What you are asked to do:
Every record, from the first to the last, is to be printed again exactly.

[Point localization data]
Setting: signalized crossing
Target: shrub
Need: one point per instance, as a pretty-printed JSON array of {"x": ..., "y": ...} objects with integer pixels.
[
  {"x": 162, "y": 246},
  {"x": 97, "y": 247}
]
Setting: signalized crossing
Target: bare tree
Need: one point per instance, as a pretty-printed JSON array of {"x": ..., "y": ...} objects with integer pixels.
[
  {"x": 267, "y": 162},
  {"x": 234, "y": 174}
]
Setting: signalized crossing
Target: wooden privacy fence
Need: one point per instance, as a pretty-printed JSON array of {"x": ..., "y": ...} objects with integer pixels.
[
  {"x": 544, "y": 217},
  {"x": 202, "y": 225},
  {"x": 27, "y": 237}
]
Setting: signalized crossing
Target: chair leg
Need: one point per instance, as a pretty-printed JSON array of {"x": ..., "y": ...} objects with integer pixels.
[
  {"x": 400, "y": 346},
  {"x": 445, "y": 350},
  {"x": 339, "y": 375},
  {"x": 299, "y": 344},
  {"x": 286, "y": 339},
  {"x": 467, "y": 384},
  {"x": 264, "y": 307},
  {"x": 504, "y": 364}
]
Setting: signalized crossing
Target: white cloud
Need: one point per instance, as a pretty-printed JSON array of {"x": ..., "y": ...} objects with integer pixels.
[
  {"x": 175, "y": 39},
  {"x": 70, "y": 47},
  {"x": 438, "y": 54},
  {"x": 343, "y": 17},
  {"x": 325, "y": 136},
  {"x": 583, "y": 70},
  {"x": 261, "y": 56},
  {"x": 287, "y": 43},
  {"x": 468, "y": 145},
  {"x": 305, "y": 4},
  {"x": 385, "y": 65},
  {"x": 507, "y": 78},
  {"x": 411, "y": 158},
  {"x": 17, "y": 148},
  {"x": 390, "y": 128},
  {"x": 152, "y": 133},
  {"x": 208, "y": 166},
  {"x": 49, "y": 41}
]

Result of this task:
Setting: signalized crossing
Target: shrub
Need: one point per instance, as a pretty-printed JSON array of {"x": ..., "y": ...} objects with integer pixels.
[
  {"x": 162, "y": 246},
  {"x": 97, "y": 247}
]
Setting: signalized crossing
Target: bare tree
Need: one point per instance, as a pretty-printed JSON array of {"x": ..., "y": ...} objects with integer pixels.
[
  {"x": 267, "y": 162},
  {"x": 234, "y": 174}
]
Setting: signalized crossing
Target: wooden privacy fence
Need: one point per instance, as a pretty-printed JSON array of {"x": ..., "y": ...} objects with integer pixels.
[
  {"x": 544, "y": 217},
  {"x": 202, "y": 225},
  {"x": 27, "y": 237}
]
Setting: signalized crossing
Target: chair leg
Need: one point per instance, as a pretty-printed JSON array of {"x": ..., "y": ...} objects with integer pixels.
[
  {"x": 400, "y": 346},
  {"x": 445, "y": 350},
  {"x": 339, "y": 375},
  {"x": 299, "y": 344},
  {"x": 286, "y": 339},
  {"x": 467, "y": 384},
  {"x": 264, "y": 307},
  {"x": 504, "y": 364}
]
Setting: signalized crossing
Target: white cloud
Need: one point per instance, as a pretty-printed JSON array of {"x": ..., "y": ...} objects with integer pixels.
[
  {"x": 175, "y": 39},
  {"x": 70, "y": 47},
  {"x": 438, "y": 54},
  {"x": 343, "y": 17},
  {"x": 325, "y": 136},
  {"x": 583, "y": 70},
  {"x": 261, "y": 56},
  {"x": 287, "y": 43},
  {"x": 468, "y": 145},
  {"x": 305, "y": 4},
  {"x": 385, "y": 65},
  {"x": 507, "y": 78},
  {"x": 411, "y": 158},
  {"x": 17, "y": 148},
  {"x": 390, "y": 128},
  {"x": 152, "y": 133},
  {"x": 208, "y": 166},
  {"x": 49, "y": 41}
]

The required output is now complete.